**Extracted material:**

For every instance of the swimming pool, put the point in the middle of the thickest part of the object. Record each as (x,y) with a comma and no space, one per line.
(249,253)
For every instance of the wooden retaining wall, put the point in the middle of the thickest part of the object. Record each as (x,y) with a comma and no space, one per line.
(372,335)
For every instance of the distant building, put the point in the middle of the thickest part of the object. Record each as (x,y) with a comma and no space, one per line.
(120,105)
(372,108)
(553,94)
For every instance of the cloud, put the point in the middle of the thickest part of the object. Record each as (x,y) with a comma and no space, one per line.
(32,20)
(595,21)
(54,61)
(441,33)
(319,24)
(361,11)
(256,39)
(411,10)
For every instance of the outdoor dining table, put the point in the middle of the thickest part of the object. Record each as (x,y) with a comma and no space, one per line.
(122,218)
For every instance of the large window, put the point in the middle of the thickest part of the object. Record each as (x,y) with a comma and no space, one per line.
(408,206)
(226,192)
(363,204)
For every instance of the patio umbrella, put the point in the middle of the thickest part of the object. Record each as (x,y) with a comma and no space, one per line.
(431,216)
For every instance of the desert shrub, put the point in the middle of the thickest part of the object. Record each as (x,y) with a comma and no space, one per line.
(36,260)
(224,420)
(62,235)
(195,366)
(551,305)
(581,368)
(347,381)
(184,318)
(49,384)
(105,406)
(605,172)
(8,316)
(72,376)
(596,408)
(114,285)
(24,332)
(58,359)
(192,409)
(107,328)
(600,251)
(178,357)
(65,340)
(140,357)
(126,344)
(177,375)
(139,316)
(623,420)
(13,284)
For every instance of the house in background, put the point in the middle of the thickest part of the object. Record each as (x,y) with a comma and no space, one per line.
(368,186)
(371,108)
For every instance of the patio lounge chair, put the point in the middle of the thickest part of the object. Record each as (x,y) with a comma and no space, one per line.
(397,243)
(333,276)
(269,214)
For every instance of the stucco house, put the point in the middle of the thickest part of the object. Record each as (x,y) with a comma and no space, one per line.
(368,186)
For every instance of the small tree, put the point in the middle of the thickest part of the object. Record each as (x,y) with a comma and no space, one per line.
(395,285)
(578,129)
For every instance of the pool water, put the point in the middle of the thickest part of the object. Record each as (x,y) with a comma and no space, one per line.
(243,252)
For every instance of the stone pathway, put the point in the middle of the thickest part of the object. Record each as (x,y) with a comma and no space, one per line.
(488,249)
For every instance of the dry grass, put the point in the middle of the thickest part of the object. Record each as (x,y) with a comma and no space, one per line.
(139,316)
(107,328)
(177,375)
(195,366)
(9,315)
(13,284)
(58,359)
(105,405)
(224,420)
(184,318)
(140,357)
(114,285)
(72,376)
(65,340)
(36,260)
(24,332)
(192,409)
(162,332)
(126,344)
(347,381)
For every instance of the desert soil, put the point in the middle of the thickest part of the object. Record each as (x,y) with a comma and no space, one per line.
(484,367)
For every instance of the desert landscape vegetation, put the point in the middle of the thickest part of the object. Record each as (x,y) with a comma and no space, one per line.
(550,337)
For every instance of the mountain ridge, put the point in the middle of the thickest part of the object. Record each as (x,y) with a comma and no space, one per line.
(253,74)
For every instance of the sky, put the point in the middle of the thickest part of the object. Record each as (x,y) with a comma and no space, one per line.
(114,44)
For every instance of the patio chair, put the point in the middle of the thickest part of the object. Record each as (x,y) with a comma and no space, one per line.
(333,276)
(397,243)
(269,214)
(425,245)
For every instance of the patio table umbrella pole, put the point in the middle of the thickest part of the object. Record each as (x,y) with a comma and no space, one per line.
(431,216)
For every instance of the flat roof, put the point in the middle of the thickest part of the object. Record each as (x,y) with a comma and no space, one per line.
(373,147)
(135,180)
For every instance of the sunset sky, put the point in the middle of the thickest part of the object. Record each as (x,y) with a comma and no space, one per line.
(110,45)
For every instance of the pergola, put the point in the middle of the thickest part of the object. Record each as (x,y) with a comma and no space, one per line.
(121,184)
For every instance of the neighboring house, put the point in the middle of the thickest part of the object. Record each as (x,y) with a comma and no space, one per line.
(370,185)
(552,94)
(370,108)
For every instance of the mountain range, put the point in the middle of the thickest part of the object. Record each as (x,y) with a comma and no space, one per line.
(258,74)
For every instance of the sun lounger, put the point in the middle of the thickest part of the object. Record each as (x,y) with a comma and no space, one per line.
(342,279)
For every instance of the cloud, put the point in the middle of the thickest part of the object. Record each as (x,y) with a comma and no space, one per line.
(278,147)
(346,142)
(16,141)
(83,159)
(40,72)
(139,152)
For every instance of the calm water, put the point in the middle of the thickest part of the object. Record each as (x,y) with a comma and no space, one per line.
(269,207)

**Written problem:**
Print the whole listing again, exactly.

**Solution to the problem:**
For every instance of the swimming pool, put the point in the middle of the thickest part of the object. Record each as (x,y) with a comma and no space, one per line.
(249,253)
For every instance of the wooden retaining wall, put the point in the middle of the thickest part of the object. Record each as (x,y) with a comma and no space, one per line.
(372,335)
For every instance of the distant building, put the point in the middle of the thickest part of the object. Record each as (x,y) with a comma and no space, one per line.
(120,105)
(372,108)
(553,94)
For every instance of the cloud, put the point in the middle of the thickest part of the object. Record each as (x,y) with a comma and no space, one per line.
(32,20)
(595,21)
(54,61)
(441,33)
(319,24)
(361,11)
(256,39)
(411,10)
For every instance of the outdoor dining table, put the point in the middle of the thickest part of the object. Record each as (x,y) with a comma and no space, one per line.
(122,218)
For every instance of the large window, put the point in the middle of the thickest part of the object. Record each as (x,y) with a comma and no space, one per line.
(408,206)
(226,192)
(363,204)
For every instance of the patio umbrella, put the point in the middle of the thickest part of the object. Record each as (x,y) with a comma and no space, one per line.
(431,216)
For every instance of the desert shrub, put the point in the middle of the thickest part of the object. Record each as (x,y) with a comma and no space, one per line.
(36,260)
(224,420)
(62,235)
(195,366)
(551,305)
(581,368)
(347,381)
(184,318)
(49,384)
(105,406)
(605,172)
(8,316)
(72,376)
(596,408)
(114,285)
(24,332)
(58,359)
(192,409)
(107,328)
(600,251)
(178,357)
(65,340)
(140,357)
(126,344)
(177,375)
(139,316)
(623,420)
(13,284)
For every instance of the house in background, put the point in the middle of the thickest part of the object. Record each as (x,y) with a comma and no space, one per line.
(368,186)
(371,108)
For every instance of the patio lounge chair, put the point in the middle of the thickest part of the object. Record each as (x,y) with a comma and no space, one per line.
(397,243)
(333,276)
(269,214)
For every instance of the stucco house, put the point in the middle of the thickest part of the object. Record each as (x,y) with a comma and no space, one per line.
(368,186)
For every instance of the small tree, put the point in the middle of the thickest part of the object. Record each as (x,y) with a comma and no space, one per line.
(395,285)
(578,129)
For every instance of the pool water, put the point in the middle of the thickest part of the object. Record each as (x,y) with a comma and no space, one per line.
(243,252)
For every instance of the stone pathway, put the point in the middle of the thickest part of the object. Record each as (x,y) with a comma and no space, one per line.
(488,249)
For every instance of the dry grass, put the point in the middle of the thickest part of the object. Record each as (x,y) with a comma and no space, one per line.
(139,316)
(107,328)
(177,375)
(195,366)
(9,315)
(13,284)
(58,359)
(105,405)
(224,420)
(184,318)
(140,357)
(114,285)
(72,376)
(65,340)
(36,260)
(24,332)
(192,409)
(162,332)
(126,344)
(347,381)
For every instance of the desert soil, put the point in the middle of the thickest part of the object. Record each as (x,y) with a comma and no space, one per line.
(484,367)
For every instance of the desert landscape vegetation, put the point in the middle of the thickest part of the object. Record each as (x,y) with a comma and no space, one per line.
(550,337)
For every instance of the mountain ridge, put the point in the middle of the thickest part of the object. Record each as (x,y) with a comma and no space, one per line.
(253,74)
For every instance of the sky, put the point in the middle of the thickest part of the object. Record each as (x,y) with a comma and no space, one per line.
(114,44)
For every instance of the patio chair, put the point in the middle of the thickest part of the object. Record each as (x,y) with a comma and no space, one per line.
(333,276)
(397,243)
(269,214)
(425,245)
For every instance of the patio table umbrella pole, put the point in the middle of the thickest part of the object. Record each as (x,y) with a comma and no space, one per line.
(431,216)
For every instance of the flat roof, put the point in the middle of the thickest part of the object. Record each as (x,y) with a comma and no space, one per line.
(373,147)
(135,180)
For every instance of the sunset sky, put the point in the middle of the thickest part of the object. Record each as (x,y) with a comma and no space, one per line.
(110,45)
For every instance of the pergola, put the point in the middle of the thickest part of the object. Record each as (x,y) with a comma and no space, one per line.
(121,184)
For every instance of the neighboring house, put the point in the middle of the thickest part of the object. Record each as (x,y) with a comma and no space, one per line.
(370,185)
(552,94)
(370,108)
For every instance of the mountain range, put the point in the middle of the thickest part of the object. Record each as (x,y) with a comma and no space, one per line.
(258,74)
For every instance of the sun lounger, put the point in the middle of the thickest part of the object. Record each as (x,y) with a comma and no space, one per line.
(342,279)
For every instance of the cloud, put the point in the middle of the thickest part of the object. Record each as (x,y) with a comma and no space, one per line.
(278,147)
(346,142)
(16,141)
(83,159)
(40,72)
(139,152)
For every instance of the calm water, put the point in the middle of the thickest part of the object. Record each as (x,y) with a comma and no space, one per line.
(269,207)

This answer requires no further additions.